#### INPUT ####

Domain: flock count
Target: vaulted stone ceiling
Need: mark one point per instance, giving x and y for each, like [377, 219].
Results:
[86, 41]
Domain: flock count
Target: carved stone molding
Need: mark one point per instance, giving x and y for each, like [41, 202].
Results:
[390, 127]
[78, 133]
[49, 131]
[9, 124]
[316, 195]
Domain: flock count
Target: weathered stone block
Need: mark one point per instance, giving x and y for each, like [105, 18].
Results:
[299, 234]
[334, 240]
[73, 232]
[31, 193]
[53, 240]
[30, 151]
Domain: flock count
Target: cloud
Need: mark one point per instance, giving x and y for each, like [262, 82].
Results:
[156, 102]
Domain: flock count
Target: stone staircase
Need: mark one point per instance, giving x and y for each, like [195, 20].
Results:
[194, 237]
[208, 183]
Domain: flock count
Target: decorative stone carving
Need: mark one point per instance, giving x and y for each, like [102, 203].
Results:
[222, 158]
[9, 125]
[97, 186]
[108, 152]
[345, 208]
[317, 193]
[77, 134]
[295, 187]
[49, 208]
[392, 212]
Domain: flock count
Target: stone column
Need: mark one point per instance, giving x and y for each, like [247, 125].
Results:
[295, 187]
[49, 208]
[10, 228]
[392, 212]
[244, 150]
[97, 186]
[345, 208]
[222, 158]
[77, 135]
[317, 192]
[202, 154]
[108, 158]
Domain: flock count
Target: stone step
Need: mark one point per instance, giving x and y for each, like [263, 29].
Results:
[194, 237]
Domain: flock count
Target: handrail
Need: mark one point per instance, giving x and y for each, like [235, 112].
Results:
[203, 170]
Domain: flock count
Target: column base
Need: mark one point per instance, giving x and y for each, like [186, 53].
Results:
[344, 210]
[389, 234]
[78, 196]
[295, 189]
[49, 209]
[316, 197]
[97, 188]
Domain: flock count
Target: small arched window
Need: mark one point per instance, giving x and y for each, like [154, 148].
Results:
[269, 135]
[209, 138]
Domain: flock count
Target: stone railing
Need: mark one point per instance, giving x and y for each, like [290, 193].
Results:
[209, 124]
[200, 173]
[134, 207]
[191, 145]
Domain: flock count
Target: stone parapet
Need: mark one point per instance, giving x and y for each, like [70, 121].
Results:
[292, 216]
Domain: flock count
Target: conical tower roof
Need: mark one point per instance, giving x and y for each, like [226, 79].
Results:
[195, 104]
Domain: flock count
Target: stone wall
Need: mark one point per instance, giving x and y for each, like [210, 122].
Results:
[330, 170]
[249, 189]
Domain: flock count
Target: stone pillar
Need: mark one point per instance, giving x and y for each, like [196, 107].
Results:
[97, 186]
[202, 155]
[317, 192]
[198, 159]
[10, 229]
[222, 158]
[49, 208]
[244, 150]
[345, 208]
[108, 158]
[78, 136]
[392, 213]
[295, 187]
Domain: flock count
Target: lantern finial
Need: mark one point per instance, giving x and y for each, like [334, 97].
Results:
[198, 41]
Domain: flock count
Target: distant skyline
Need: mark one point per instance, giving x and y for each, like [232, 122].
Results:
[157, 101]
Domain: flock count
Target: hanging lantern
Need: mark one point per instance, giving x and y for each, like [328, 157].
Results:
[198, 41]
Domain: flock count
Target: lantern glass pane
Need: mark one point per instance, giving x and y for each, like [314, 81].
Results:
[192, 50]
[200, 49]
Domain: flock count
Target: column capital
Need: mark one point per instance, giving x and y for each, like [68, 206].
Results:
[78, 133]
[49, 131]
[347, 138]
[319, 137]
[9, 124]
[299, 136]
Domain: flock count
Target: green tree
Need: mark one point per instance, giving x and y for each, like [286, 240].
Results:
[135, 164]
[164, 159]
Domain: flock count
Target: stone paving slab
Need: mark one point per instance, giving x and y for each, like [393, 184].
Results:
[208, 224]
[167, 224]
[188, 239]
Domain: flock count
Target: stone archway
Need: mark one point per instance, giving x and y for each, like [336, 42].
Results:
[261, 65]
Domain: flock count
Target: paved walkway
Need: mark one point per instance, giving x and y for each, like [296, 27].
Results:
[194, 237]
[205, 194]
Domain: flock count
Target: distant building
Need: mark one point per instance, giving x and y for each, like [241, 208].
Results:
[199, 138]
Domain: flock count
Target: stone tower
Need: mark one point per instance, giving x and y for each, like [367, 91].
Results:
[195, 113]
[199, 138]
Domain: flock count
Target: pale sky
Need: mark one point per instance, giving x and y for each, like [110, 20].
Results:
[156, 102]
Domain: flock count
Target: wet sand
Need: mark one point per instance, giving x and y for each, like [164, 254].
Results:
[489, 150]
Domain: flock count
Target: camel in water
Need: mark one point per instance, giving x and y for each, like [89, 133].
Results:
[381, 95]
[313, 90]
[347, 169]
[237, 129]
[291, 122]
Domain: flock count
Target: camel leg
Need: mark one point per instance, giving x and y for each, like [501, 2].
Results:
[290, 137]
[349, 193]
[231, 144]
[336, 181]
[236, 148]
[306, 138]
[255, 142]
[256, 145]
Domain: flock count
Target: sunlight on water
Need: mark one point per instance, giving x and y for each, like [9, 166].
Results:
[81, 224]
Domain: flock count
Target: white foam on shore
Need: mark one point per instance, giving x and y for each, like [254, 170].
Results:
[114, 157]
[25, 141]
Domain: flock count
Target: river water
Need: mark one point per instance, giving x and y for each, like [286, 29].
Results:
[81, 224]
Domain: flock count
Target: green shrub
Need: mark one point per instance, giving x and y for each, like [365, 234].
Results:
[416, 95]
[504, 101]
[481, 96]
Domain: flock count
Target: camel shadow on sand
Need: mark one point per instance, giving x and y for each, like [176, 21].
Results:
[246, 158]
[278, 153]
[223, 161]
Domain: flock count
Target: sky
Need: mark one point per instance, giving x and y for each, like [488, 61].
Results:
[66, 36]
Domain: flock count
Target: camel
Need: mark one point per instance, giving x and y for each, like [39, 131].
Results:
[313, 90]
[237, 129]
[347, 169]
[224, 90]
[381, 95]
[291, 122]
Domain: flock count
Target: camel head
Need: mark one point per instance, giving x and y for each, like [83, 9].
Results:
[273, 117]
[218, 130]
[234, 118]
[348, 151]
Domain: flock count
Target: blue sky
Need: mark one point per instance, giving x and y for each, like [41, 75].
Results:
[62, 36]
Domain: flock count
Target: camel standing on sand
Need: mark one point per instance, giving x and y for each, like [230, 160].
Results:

####

- TASK INSTRUCTIONS: Return the complete material exactly as it appears.

- ANSWER AREA:
Domain: flock count
Target: vaulted stone ceiling
Need: mark one point per instance, giving x and y for each, like [377, 219].
Results:
[86, 41]
Domain: flock count
Target: carved stone molding
Need: mark one point per instance, giving x and y for each, like [41, 202].
Results:
[390, 127]
[78, 133]
[49, 131]
[9, 124]
[316, 195]
Domain: flock count
Target: weathered stone block
Need: mark one point per instance, giving x and y for each, like [105, 18].
Results:
[299, 234]
[334, 240]
[73, 232]
[31, 193]
[53, 240]
[30, 151]
Domain: flock count
Target: cloud
Need: mark one point per instance, giving x and y for each, like [262, 82].
Results:
[156, 102]
Domain: flock count
Target: stone staircase
Need: mark one point per instance, giving x and y for each, like [195, 20].
Results:
[194, 237]
[208, 183]
Domain: flock count
Target: decorative stone carving
Need: mark one point per instance, giving x and y for each, like [102, 203].
Results:
[222, 158]
[9, 125]
[97, 186]
[108, 152]
[345, 208]
[317, 193]
[77, 134]
[295, 187]
[49, 208]
[392, 212]
Domain: flock count
Target: stone column
Need: mark one point per instance, giving x and y for each, like [247, 125].
Results:
[295, 187]
[49, 208]
[10, 228]
[392, 212]
[244, 150]
[97, 186]
[345, 208]
[222, 158]
[77, 135]
[317, 192]
[202, 154]
[108, 158]
Domain: flock count
Target: stone step
Need: mark one point per instance, giving x and y for each, like [263, 29].
Results:
[194, 237]
Domain: flock count
Target: handrail
Need: mark one point per instance, giving x and y for each, like [235, 112].
Results:
[203, 170]
Domain: flock count
Target: column base
Need: mark one point per instance, giving x and y for each, like [186, 53].
Results:
[344, 210]
[389, 234]
[78, 196]
[295, 189]
[49, 209]
[316, 197]
[97, 188]
Domain: flock count
Target: small arched window
Need: mark one point per instance, giving x and y for each, like [154, 148].
Results:
[269, 135]
[209, 138]
Domain: flock count
Target: stone railing
Need: mark one point per instance, giving x and y for each, like [290, 193].
Results:
[209, 124]
[200, 173]
[134, 207]
[191, 145]
Domain: flock count
Target: stone parapet
Need: mark one point per instance, giving x and y for each, like [70, 121].
Results:
[292, 216]
Domain: flock count
Target: conical tower roof
Need: mark one point per instance, giving x and y for each, like [226, 79].
Results:
[195, 104]
Domain: flock count
Target: stone wall
Need: mark one point per instance, giving x and y for each, like [210, 122].
Results:
[330, 170]
[249, 189]
Domain: flock count
Target: stone pillar
Need: mark one point per instance, giving x and y for each, like [196, 107].
Results:
[97, 186]
[202, 155]
[317, 192]
[198, 159]
[10, 229]
[222, 158]
[49, 208]
[244, 150]
[345, 208]
[108, 158]
[78, 136]
[392, 213]
[295, 187]
Domain: flock count
Target: lantern finial
Need: mark one point per instance, giving x and y for each, like [334, 97].
Results:
[198, 41]
Domain: flock count
Target: distant skyline
Need: mark one point per instance, giving x and y for each, like [232, 122].
Results:
[157, 101]
Domain: flock count
Target: hanging lantern
Need: mark one point per instance, giving x and y for each, like [328, 157].
Results:
[198, 41]
Domain: flock count
Target: lantern glass pane
Need: mark one point per instance, giving x and y for each, like [314, 81].
Results:
[192, 50]
[200, 49]
Domain: flock count
Target: column capital
Need: mark one point per instance, giving x and y for each, like [68, 206].
Results:
[78, 133]
[49, 131]
[347, 138]
[319, 137]
[9, 124]
[299, 136]
Domain: flock count
Target: green tree
Need: mark one point per instance, giving x and y for each, like [286, 240].
Results:
[135, 164]
[164, 159]
Domain: flock count
Target: stone paving slab
Need: mark one point per instance, giving x and y for each, like [393, 184].
Results:
[208, 224]
[167, 224]
[188, 239]
Domain: flock count
Target: stone archway
Need: mark one point per instance, giving x and y for each, like [336, 42].
Results:
[261, 65]
Domain: flock count
Target: paved walkway
Need: mark one point per instance, giving x and y for each, like [296, 27].
Results:
[194, 237]
[205, 194]
Domain: flock count
Target: distant building
Need: mark one point per instance, giving x and y for each, like [241, 208].
Results:
[199, 138]
Domain: flock count
Target: stone tower
Need: mark one point per instance, giving x and y for each, like [367, 91].
Results:
[195, 113]
[199, 138]
Domain: flock count
Target: pale sky
Need: mark one point per instance, giving x and y for each, like [110, 20].
Results:
[156, 102]
Domain: flock count
Target: wet sand
Need: mark one point per instance, giving x and y for each, like [164, 254].
Results:
[489, 150]
Domain: flock count
Target: camel in water
Need: mark one point per instance, giving x and y for each, like [89, 133].
Results:
[381, 95]
[313, 90]
[347, 169]
[237, 129]
[291, 122]
Domain: flock count
Target: camel leg
Need: mark one point per instance, giving x and y for each, like [501, 2].
Results:
[290, 137]
[349, 193]
[231, 144]
[336, 181]
[236, 148]
[306, 138]
[255, 142]
[256, 145]
Domain: flock count
Target: sunlight on water
Need: mark one point per instance, giving x and y for each, like [9, 166].
Results:
[81, 224]
Domain: flock count
Target: white foam on shore
Need: mark one point per instance, giving x and y for each, like [254, 170].
Results:
[114, 157]
[25, 141]
Domain: flock count
Target: river water
Need: mark one point per instance, giving x and y for each, like [286, 29].
Results:
[81, 224]
Domain: flock count
Target: green shrub
Need: mark one point per instance, giving x and y for each, like [365, 234].
Results:
[416, 95]
[504, 101]
[481, 96]
Domain: flock count
Target: camel shadow on sand
Need: mark one point per instance, giving x and y for each, like [176, 21].
Results:
[246, 158]
[278, 153]
[223, 161]
Domain: flock count
Target: sky
Need: mark one point per instance, giving x and y for each, like [488, 61].
Results:
[66, 36]
Domain: flock count
Target: camel
Need: mark one point per instance, giving x and y for each, like [39, 131].
Results:
[313, 90]
[237, 129]
[347, 169]
[224, 90]
[381, 95]
[291, 122]
Domain: flock count
Target: camel head
Need: mark one point per instance, giving x and y for each, like [83, 9].
Results:
[273, 117]
[218, 130]
[234, 118]
[348, 151]
Domain: flock count
Target: blue sky
Need: mark one point per instance, giving x and y for each, like [41, 75].
Results:
[62, 36]
Domain: flock count
Target: camel standing on sand
Need: mark one point per instance, giving x and y for each, like [230, 160].
Results:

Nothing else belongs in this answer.